=== Source extract ===
____
We hypothesized that bd-I deficient strains grown anaerobically may experience a growth lag prior to expression of alternative oxidases, such as the cbb₃ oxidase (S2B Fig), accounting for the observed growth kinetics. To test this, we prepared inocula aerobically and observed the growth phenotype. In this condition, strains lacking bd-I oxidase grew to wild type optical density (Fig 2E) indicating that delayed expression of alternative oxidases when inocula are prepared anaerobically may account for the observed growth lag. Similar growth patterns were observed among all strains in anaerobic growth conditions for inocula of aerobically prepared oxidase mutants (Fig 2F). We examined expression patterns of wild type V. cholerae under anaerobic, microaerobic, and aerobic conditions and determined relative quantification of gene expression by an elongated Pfaffl method detailed in Materials and Methods. recA served as the gene of reference and expression values are reported relative to bd-III expression in anaerobic conditions which served as the comparator target for relative expression among the oxidases (Fig 2G). The cbb₃ and bd-I oxidases were highly expressed relative to bd-II and bd-III. In anaerobic conditions, the bd-I oxidase was expressed nearly 10-times higher than the cbb₃ oxidase, whereas in the presence of oxygen (microbaerobic or aerobic), bd-I oxidase was expressed only marginally higher than cbb₃ oxidase. All strains with a functional bd-I oxidase grew comparable to wild type during the shift from anaerobic to aerobic conditions whereas Δbd-I exhibited an extended lag phase that was ameliorated when inocula were prepared aerobically. The bd-I oxidase was the most abundantly expressed oxidase in anaerobic conditions, suggesting that accumulation of this oxidase in anaerobiosis readies V. cholerae for rapid growth during transition to aerobic atmospheric conditions. We hypothesize that expression and/or activity of the cbb₃ oxidase is delayed during this transition period as bd-I deficient V. cholerae gradually exit lag phase, increasing cbb₃ transcript abundance and exhibiting cbb₃ activity in oxidative environments (S2B Fig).

Further characterization of the oxidase complexes was carried out using double, triple, and quadruple oxidase mutant strains. Isogenic double and triple deletion strains, as well as quadruple oxidase MuGENT mutant Aero7, were grown in aerobic and anaerobic conditions in LB from inocula grown anaerobically (Fig 3A and 3B). Strain +bd-I, harboring solely a functional bd-I oxidase, grew to near wild type levels while strains +cbb₃ and +bd-III, having solely the cbb₃ or bd-III oxidase complex, grew after a considerable lag phase. This lag phase, however, was reduced when inocula were adapted to an aerobic environment prior to the growth assay (Fig 3C and 3D). Growth phenotypes were comparable to triple oxidase MuGENT strains, although strain ^Mu+bd-III (encoding only bd-III) exited lag phase more rapidly (S3C and S3D Fig). Strain Aero7, defective for production of all terminal oxidases encoded by V. cholerae, and strain +bd-II, containing only the bd-II oxidase, were completely deficient for aerobic growth. This was further exemplified for Aero7 by a near 10⁷-fold attenuation in in vitro competition assays (Fig 3E). From these results, we conclude that cbb₃, bd-I, and bd-III oxidases support aerobic growth of V. cholerae to varying degrees while bd-II does not. Despite its low mRNA expression level in wild type cells relative to other oxidases, bd-III oxidase supported +bd-III aerobic growth, particularly when culture inocula were grown aerobically.
____
=== Exercise tasks ===
1) Answer these questions from the oxidase passage:
(a) Which gene served as the gene of reference for relative quantification of expression?
(b) Under anaerobic conditions, how much higher was bd-I oxidase expressed than cbb₃ oxidase?
(c) What attenuation did strain Aero7 show in in vitro competition assays?
2) Decide whether each statement agrees with the oxidase passage. Answer yes or no, and quote the words that decide it.
(a) Strain +bd-II, containing only the bd-II oxidase, grew aerobically after a long lag phase.
(b) Strains lacking bd-I oxidase reached wild type optical density when inocula were prepared aerobically.
(c) Among the oxidases, bd-III had the highest mRNA expression in wild type cells.
The records have no connection to the oxidase passage.
____
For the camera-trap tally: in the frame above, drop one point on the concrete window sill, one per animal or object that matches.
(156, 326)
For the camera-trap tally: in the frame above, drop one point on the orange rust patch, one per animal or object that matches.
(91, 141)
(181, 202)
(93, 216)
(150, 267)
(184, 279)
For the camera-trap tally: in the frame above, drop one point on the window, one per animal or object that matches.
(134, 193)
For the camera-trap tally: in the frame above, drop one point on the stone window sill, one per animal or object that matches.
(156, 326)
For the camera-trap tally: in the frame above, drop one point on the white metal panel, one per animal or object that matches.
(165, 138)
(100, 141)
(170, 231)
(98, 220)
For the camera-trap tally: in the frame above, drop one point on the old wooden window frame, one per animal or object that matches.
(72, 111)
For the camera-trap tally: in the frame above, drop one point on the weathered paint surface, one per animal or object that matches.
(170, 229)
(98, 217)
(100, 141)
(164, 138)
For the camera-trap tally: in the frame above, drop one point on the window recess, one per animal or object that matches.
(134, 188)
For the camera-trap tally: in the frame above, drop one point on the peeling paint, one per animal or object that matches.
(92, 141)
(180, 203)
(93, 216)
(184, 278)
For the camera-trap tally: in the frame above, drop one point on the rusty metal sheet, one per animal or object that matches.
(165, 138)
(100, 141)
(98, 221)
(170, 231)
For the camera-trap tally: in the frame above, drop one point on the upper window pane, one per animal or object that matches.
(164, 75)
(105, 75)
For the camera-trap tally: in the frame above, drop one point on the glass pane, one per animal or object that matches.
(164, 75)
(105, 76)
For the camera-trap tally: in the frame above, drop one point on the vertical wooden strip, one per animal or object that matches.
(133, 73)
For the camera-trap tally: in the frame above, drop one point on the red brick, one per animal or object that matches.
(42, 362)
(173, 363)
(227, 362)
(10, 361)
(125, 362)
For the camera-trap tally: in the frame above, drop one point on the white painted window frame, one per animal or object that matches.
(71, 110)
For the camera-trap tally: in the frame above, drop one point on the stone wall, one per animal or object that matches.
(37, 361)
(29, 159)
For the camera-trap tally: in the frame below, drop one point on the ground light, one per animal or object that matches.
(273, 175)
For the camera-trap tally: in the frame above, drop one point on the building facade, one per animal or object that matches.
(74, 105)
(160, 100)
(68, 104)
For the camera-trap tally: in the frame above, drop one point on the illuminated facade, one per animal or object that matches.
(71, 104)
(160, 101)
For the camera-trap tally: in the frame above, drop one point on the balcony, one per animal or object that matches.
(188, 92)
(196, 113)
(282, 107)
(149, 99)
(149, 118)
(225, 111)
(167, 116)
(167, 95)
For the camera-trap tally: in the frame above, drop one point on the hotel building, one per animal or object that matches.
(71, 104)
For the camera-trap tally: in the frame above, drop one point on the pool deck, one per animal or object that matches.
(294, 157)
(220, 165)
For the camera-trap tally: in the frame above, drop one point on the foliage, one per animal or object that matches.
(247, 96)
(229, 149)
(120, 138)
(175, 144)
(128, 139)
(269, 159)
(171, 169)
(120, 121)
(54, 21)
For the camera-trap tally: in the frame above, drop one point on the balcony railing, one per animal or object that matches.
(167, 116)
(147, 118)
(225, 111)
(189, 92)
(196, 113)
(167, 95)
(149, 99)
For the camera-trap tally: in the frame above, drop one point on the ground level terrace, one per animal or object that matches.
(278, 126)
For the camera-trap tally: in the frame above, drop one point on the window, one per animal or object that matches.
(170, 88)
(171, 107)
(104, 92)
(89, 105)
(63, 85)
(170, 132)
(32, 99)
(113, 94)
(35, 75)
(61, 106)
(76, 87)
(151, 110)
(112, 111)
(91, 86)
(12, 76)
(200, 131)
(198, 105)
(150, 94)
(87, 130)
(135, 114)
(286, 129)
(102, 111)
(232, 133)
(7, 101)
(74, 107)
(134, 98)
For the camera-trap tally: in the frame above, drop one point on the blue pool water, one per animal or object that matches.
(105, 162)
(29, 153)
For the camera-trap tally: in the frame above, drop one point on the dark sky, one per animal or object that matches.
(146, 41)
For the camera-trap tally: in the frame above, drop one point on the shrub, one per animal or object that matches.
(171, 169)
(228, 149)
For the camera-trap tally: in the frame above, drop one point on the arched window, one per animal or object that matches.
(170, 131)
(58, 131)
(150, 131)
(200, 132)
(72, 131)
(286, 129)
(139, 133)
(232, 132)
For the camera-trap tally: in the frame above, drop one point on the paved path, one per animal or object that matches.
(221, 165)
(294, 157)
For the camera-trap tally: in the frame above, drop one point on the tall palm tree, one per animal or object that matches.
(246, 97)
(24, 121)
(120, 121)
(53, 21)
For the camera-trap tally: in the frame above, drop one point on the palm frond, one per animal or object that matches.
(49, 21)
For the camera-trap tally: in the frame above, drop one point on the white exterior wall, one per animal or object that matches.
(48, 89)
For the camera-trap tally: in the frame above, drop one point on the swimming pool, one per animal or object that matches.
____
=== Answer list ===
1)
(a) recA
(b) Nearly 10 times higher
(c) A near 10⁷-fold attenuation

2)
(a) No: "were completely deficient for aerobic growth"
(b) Yes: "strains lacking bd-I oxidase grew to wild type optical density"
(c) No: "The cbb₃ and bd-I oxidases were highly expressed relative to bd-II and bd-III."